## start Extracted entries
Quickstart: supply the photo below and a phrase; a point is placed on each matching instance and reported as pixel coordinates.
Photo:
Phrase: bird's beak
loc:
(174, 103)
## end Extracted entries
▶ Problem to solve
Repeat each of the items above line for line, with no changes.

▶ The response
Quickstart: supply the photo below and a phrase; a point is placed on each matching instance and reported as pixel coordinates.
Photo:
Phrase: bird's beak
loc:
(174, 103)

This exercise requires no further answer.